A block of data:
....................
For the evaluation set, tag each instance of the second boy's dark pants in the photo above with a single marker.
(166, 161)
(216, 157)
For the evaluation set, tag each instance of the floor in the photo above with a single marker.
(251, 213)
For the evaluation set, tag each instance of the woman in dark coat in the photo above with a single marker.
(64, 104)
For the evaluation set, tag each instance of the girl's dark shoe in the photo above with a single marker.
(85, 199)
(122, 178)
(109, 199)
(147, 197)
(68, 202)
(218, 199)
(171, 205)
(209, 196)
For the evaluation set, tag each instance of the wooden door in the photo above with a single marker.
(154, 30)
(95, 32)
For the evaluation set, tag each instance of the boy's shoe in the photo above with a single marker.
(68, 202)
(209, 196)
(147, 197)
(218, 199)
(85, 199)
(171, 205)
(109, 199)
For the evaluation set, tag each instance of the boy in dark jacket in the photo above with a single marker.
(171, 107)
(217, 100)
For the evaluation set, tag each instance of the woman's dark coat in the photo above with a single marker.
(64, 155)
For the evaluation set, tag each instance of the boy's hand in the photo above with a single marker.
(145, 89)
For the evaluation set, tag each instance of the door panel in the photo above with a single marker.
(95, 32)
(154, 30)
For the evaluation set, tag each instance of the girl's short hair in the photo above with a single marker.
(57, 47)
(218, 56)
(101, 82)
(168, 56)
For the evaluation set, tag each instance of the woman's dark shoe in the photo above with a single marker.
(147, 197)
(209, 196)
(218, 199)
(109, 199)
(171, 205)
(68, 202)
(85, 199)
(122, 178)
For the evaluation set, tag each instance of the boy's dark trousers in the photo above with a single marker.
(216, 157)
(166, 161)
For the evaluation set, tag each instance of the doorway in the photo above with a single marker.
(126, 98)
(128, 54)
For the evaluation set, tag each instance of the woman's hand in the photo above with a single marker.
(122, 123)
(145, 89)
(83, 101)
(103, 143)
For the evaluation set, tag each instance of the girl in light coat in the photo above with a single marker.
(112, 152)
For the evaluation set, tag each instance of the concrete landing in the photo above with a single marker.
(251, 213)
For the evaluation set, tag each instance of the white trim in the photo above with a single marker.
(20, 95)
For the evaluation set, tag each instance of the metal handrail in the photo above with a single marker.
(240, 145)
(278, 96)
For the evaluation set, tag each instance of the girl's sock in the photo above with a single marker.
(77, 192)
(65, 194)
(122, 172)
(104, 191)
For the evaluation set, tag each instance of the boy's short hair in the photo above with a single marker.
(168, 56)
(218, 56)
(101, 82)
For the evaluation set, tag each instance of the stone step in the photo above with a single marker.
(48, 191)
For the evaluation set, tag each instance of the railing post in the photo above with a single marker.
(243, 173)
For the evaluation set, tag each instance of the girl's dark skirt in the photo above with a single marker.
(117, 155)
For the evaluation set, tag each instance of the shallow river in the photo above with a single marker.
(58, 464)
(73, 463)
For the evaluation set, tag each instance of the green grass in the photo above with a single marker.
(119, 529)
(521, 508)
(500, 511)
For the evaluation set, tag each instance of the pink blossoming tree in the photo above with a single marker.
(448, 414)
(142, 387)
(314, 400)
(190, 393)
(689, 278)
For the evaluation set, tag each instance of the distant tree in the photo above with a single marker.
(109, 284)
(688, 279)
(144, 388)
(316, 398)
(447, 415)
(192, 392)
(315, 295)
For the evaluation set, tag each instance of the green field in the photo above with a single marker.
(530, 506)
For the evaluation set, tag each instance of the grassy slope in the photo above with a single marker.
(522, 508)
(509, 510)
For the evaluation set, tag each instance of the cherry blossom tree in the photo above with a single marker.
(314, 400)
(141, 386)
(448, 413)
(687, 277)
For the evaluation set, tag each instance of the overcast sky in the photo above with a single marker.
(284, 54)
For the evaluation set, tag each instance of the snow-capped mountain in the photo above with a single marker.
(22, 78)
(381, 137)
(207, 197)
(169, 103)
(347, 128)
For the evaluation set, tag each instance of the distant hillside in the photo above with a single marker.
....................
» **EXERCISE INSTRUCTIONS**: Can you output every line of the entries above as a numbered list, leaving out any blank lines?

» **ANSWER TO THE PROBLEM**:
1. For the evaluation set, tag each instance of the second boy's dark pants in the photo above with a single marker.
2. (166, 161)
3. (216, 157)
4. For the evaluation set, tag each instance of the floor in the photo above with a single marker.
5. (251, 213)
6. For the evaluation set, tag each instance of the woman in dark coat in the photo above with a single marker.
7. (64, 104)
8. For the evaluation set, tag each instance of the girl's dark shoe in the photo above with a single marker.
9. (85, 199)
10. (122, 178)
11. (109, 199)
12. (147, 197)
13. (68, 202)
14. (218, 199)
15. (171, 205)
16. (209, 196)
17. For the evaluation set, tag each instance of the wooden door in the photo above with a single marker.
18. (154, 30)
19. (95, 32)
20. For the evaluation set, tag each instance of the boy's shoe in the photo above with a single marker.
21. (68, 202)
22. (209, 196)
23. (147, 197)
24. (218, 199)
25. (85, 199)
26. (171, 205)
27. (109, 199)
28. For the evaluation set, tag each instance of the boy in dark jacket in the photo above with a single marker.
29. (171, 107)
30. (217, 100)
31. For the evaluation set, tag each instance of the woman's dark coat in the photo above with a single marker.
32. (64, 155)
33. For the evaluation set, tag each instance of the boy's hand in the photo above with a single marker.
34. (145, 89)
35. For the evaluation set, tag each instance of the door panel in the photo above with a single marker.
36. (95, 32)
37. (154, 30)
38. For the evaluation set, tag each instance of the girl's short hair in the photo above with a single marker.
39. (57, 47)
40. (218, 56)
41. (101, 82)
42. (168, 56)
43. For the evaluation set, tag each instance of the woman's dark shoe in the photo above with a single marker.
44. (147, 197)
45. (209, 196)
46. (218, 199)
47. (109, 199)
48. (171, 205)
49. (68, 202)
50. (85, 199)
51. (122, 178)
52. For the evaluation set, tag each instance of the boy's dark trousers in the photo above with a single marker.
53. (216, 157)
54. (166, 161)
55. For the evaluation set, tag each instance of the doorway in the photo above with a single marker.
56. (126, 98)
57. (128, 54)
58. For the evaluation set, tag each instance of the woman's hand in the photo above with a single marker.
59. (122, 123)
60. (145, 89)
61. (83, 101)
62. (103, 143)
63. For the evaluation set, tag each instance of the girl in light coat in the photo above with a single marker.
64. (112, 152)
65. For the evaluation set, tag each instance of the concrete landing in the photo above with a single marker.
66. (251, 213)
67. For the evaluation set, tag each instance of the white trim in the photo above with a single marker.
68. (20, 95)
69. For the evaluation set, tag each instance of the metal handrail in the photo above with a single marker.
70. (240, 145)
71. (278, 96)
72. For the evaluation set, tag each instance of the girl's sock in the photo above with a single marker.
73. (77, 192)
74. (65, 194)
75. (122, 172)
76. (104, 191)
77. For the evaluation set, tag each instance of the boy's short hair in the photo above with a single marker.
78. (168, 56)
79. (218, 56)
80. (101, 82)
81. For the evaluation set, tag each instance of the stone step in the photo above with a single marker.
82. (48, 191)
83. For the evaluation set, tag each instance of the railing post in the photo above with a single marker.
84. (243, 173)
85. For the evaluation set, tag each instance of the girl's dark skirt in the photo above with a single marker.
86. (117, 155)
87. For the evaluation set, tag each instance of the shallow river in the photo above with a single marker.
88. (58, 464)
89. (73, 463)
90. For the evaluation set, tag each instance of the green grass in the photo above with a single marker.
91. (119, 529)
92. (521, 508)
93. (500, 511)
94. For the evaluation set, tag each instance of the pink blossoming tree in the photo above with a single marker.
95. (448, 414)
96. (142, 387)
97. (314, 400)
98. (190, 393)
99. (689, 278)
100. For the evaluation set, tag each instance of the distant tree in the photo above with a single marker.
101. (109, 284)
102. (688, 279)
103. (144, 388)
104. (316, 398)
105. (447, 415)
106. (192, 392)
107. (315, 295)
108. For the evaluation set, tag each instance of the green field in the photo above with a single marker.
109. (530, 506)
110. For the evaluation set, tag each instance of the grassy slope in the photo above with a single marker.
111. (522, 508)
112. (509, 510)
113. For the evaluation set, tag each instance of the cherry blossom tree in the photo above with a single marker.
114. (314, 400)
115. (141, 386)
116. (448, 413)
117. (687, 277)
118. For the evaluation set, tag each instance of the overcast sky in the photo above with a single marker.
119. (284, 54)
120. For the evaluation set, tag each instance of the snow-capped mountain in the photo above with a single marker.
121. (22, 78)
122. (381, 137)
123. (207, 197)
124. (169, 103)
125. (347, 128)
126. For the evaluation set, tag each instance of the distant hillside in the photo above with a single marker.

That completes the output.